■ **WORK TO DO**: Identify each line below that contains the string "shrub", matching case exactly, and copy every such line in full.

── AVAILABLE RECORDS

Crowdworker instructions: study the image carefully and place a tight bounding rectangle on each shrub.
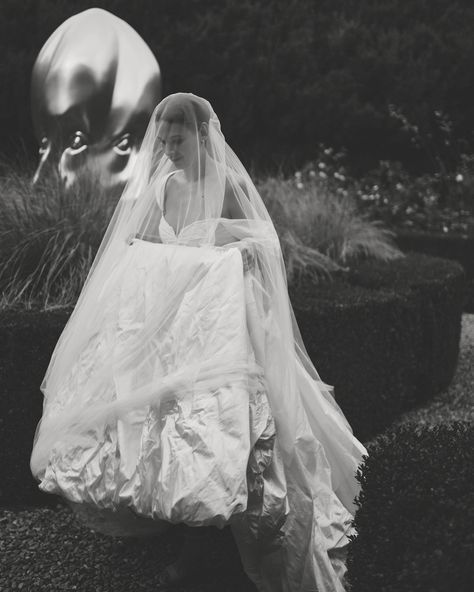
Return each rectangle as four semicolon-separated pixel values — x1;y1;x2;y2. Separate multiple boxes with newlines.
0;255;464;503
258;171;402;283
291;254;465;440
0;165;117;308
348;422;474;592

────
── AVAILABLE RECORDS

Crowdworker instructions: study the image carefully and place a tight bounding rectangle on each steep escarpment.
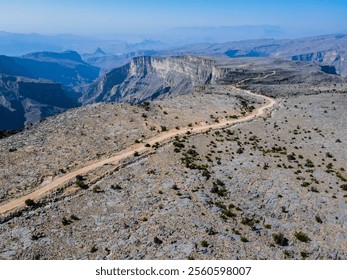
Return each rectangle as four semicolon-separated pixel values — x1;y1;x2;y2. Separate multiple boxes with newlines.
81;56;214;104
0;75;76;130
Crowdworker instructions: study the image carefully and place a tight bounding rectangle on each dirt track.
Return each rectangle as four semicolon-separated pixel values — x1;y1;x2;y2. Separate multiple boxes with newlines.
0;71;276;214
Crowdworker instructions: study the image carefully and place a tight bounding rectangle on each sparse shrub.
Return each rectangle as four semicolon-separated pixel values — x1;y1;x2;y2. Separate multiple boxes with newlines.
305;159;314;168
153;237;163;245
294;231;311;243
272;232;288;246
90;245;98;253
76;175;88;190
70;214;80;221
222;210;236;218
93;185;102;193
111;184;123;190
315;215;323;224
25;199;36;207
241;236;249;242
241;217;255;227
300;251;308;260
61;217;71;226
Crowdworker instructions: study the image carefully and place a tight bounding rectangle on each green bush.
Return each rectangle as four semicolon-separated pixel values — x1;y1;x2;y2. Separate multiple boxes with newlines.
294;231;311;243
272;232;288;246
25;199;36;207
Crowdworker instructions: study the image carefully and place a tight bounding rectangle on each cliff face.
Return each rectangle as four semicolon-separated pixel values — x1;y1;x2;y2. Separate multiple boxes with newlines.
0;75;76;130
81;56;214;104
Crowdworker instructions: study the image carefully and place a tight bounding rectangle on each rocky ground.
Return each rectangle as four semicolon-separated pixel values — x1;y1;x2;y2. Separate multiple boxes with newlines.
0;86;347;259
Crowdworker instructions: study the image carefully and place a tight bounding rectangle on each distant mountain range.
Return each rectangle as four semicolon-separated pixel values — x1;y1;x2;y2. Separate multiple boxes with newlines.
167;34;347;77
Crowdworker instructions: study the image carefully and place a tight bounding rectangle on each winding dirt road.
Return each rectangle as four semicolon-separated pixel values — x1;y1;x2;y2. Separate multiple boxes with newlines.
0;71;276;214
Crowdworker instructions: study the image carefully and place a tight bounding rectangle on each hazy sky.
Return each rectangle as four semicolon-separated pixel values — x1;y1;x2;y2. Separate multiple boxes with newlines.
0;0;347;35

────

■ **CORRECT ANSWER**:
Crowdworker instructions: study the image carefully and place a tight bounding rectangle on each shrub.
Crowdworker instructions: study the image carefully and place a tight bounding rectangle on each sparse shrub.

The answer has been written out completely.